▸ **Description of the task**: Swap "Objective" for "Goal" throughout the lines below, and leave everything else in them unchanged.

▸ **Input**:
***

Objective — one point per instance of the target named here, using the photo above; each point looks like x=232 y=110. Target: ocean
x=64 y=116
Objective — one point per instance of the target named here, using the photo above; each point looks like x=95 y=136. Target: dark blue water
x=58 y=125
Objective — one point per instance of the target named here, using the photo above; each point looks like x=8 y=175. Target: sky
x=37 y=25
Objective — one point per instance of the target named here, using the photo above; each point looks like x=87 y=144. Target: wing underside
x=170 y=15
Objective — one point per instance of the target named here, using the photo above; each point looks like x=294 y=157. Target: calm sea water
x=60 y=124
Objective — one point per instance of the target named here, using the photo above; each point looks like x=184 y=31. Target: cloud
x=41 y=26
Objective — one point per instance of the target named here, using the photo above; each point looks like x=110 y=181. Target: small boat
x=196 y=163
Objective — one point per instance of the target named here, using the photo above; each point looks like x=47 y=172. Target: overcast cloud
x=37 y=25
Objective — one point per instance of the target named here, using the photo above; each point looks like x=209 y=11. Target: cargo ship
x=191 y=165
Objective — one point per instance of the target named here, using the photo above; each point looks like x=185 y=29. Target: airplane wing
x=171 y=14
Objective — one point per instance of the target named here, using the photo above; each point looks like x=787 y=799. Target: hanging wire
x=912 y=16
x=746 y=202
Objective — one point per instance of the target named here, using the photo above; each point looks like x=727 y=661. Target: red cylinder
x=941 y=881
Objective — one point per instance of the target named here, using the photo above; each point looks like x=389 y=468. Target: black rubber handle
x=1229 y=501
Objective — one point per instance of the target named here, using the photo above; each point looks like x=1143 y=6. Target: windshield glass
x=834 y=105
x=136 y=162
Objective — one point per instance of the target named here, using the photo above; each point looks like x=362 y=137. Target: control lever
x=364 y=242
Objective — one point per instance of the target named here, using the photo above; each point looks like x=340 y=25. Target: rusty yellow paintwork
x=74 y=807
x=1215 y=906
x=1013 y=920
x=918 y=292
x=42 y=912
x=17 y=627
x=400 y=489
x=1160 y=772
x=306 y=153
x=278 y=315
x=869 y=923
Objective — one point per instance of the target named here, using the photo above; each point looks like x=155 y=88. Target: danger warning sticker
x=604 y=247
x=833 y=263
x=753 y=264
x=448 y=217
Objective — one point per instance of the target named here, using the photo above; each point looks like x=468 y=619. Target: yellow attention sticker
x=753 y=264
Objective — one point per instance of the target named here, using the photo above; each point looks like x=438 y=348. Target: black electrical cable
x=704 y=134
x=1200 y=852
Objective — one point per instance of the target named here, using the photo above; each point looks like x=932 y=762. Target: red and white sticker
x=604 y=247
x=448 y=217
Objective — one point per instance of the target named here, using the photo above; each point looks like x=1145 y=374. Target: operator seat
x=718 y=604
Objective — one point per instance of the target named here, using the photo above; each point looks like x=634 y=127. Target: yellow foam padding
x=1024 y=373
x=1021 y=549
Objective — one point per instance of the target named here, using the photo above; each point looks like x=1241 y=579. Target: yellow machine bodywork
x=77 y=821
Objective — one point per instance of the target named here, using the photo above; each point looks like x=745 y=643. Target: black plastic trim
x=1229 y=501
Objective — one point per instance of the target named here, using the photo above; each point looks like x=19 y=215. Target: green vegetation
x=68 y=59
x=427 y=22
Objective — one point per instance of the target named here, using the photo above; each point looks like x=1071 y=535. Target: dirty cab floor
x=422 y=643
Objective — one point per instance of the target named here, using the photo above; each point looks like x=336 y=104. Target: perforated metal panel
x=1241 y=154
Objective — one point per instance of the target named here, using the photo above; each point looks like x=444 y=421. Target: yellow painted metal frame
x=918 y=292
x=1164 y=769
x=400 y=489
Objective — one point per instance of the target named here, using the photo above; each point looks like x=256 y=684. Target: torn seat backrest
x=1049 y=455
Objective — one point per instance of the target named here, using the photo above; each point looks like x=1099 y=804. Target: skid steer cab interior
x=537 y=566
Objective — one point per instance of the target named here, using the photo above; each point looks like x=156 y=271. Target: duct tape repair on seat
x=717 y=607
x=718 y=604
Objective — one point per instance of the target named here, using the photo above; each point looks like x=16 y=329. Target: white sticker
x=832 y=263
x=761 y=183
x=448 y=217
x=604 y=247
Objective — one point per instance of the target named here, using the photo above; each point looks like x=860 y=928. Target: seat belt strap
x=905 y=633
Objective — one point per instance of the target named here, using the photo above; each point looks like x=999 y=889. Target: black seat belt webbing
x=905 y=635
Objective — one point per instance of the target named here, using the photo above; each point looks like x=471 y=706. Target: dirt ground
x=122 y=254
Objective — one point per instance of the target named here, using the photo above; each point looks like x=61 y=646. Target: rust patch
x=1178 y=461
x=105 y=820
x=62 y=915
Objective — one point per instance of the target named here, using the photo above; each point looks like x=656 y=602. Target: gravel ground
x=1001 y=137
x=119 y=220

***

▸ **Result below**:
Goal — one point per instance of the target named here, using the photo above; each point looks like x=232 y=110. Target: ocean
x=64 y=116
Goal — one point per instance of the target named here, using the photo above; each point looks like x=95 y=136. Target: dark blue water
x=58 y=125
Goal — one point per instance of the target named here, using the photo above; each point looks like x=8 y=175. Target: sky
x=37 y=25
Goal — one point per instance of the target named here, using the photo above; each point looks like x=87 y=144. Target: wing underside
x=170 y=15
Goal — one point per instance of the target named here, using the photo above; each point looks like x=294 y=157. Target: calm sea water
x=60 y=124
Goal — one point per instance of the target named here, using the photo above; each point looks like x=184 y=31. Target: cloud
x=41 y=26
Goal — one point per instance of the target named here, using the photo above; each point looks like x=110 y=181. Target: small boat
x=196 y=163
Goal — one point per instance of the target named here, using the photo above; each point looks like x=47 y=172. Target: overcast cloud
x=37 y=25
Goal — one point per instance of the target named here, using the photo above; each point looks like x=209 y=11. Target: cargo ship
x=191 y=165
Goal — one point per instance of the target named here, using the photo above; each point looks like x=185 y=29. Target: airplane wing
x=171 y=14
Goal — one point per instance of the target named here, using the photo above; each point looks like x=787 y=799. Target: hanging wire
x=912 y=16
x=746 y=202
Goal — one point per instance of the target named here, using the photo above; each point looks like x=727 y=661. Target: red cylinder
x=941 y=881
Goal — one point per instance of the target named here, using the photo above; each point looks like x=389 y=468. Target: black rubber handle
x=1229 y=501
Goal — one point per instance of the target named here, using the photo above; each point looks like x=1143 y=6. Target: windshield glass
x=834 y=105
x=136 y=162
Goal — one point per instance of the target named here, using the photo above; each point looks like x=362 y=137. Target: control lever
x=364 y=242
Goal — one point per instance of the target named here, using the photo above; each point looks like x=340 y=25. Target: rusty yellow paintwork
x=74 y=807
x=1215 y=906
x=1013 y=920
x=918 y=292
x=42 y=912
x=17 y=627
x=400 y=489
x=1160 y=772
x=306 y=153
x=278 y=315
x=869 y=923
Goal — one point per instance of the target named here, using the photo above; each point looks like x=155 y=88. Target: danger warning sticker
x=604 y=247
x=833 y=263
x=753 y=264
x=448 y=217
Goal — one point per instance of the target named here, using the photo above; each point looks like x=468 y=619. Target: yellow attention sticker
x=753 y=264
Goal — one point per instance of the target named here, using the photo above; each point looks like x=438 y=348. Target: black electrical cable
x=704 y=134
x=1200 y=852
Goal — one point per instance of the target named here, using the photo above; each point looks like x=932 y=762. Target: red and white sticker
x=604 y=247
x=448 y=217
Goal — one point per instance of the target named here, using the photo above; each point looks like x=1145 y=374. Target: operator seat
x=718 y=604
Goal — one point per instance of the target named here, using the photo above; each point looks like x=634 y=127. Target: yellow foam padding
x=1024 y=373
x=1021 y=549
Goal — one point per instance of the target named here, using the photo above; each point looks like x=1241 y=579. Target: yellow machine bodywork
x=77 y=821
Goal — one point per instance of the target named here, using the photo above; each point looks like x=745 y=643. Target: black plastic trim
x=1229 y=501
Goal — one point per instance of the target named here, using the photo above; each point looks like x=19 y=215. Target: green vegetation
x=68 y=59
x=427 y=22
Goal — one point per instance of the target named here, using the photo above; each point looks like x=1071 y=535. Target: dirty cab floor
x=422 y=643
Goal — one point per instance of the target named here, using the photo above; each point looks like x=336 y=104. Target: perforated metal panel
x=1241 y=154
Goal — one point per instance of the target named here, using the photo above; each point looks like x=444 y=421. Target: yellow painted metal frame
x=918 y=292
x=1164 y=769
x=400 y=489
Goal — one point per instance of the target named here, using the photo above; each point looks like x=256 y=684. Target: torn seat backrest
x=1049 y=455
Goal — one point per instance of the target named here, using the photo above; each point looks like x=1099 y=804. Target: skid steer cab interior
x=537 y=566
Goal — one point per instance of the target named here, using the photo above; each point looks like x=156 y=271. Target: duct tape repair on seat
x=717 y=607
x=718 y=604
Goal — one point per instance of the target named here, using the photo above; each point looks like x=16 y=329. Target: white sticker
x=832 y=263
x=761 y=183
x=448 y=217
x=604 y=247
Goal — one point per instance of the target named here, using the photo above; each point looks like x=860 y=928. Target: seat belt strap
x=905 y=633
Goal — one point per instance of the target named here, using the photo above; each point looks like x=999 y=889. Target: black seat belt webbing
x=905 y=635
Goal — one point per instance of the target named here, using the photo above; each point looks like x=471 y=706. Target: dirt ground
x=122 y=254
Goal — one point per instance of the target named here, using the photo above; each point looks like x=61 y=646. Target: rust patch
x=1178 y=461
x=105 y=820
x=62 y=915
Goal — one point per instance of the target named here, using the photo above; each point looks like x=656 y=602. Target: gravel ground
x=1001 y=137
x=119 y=220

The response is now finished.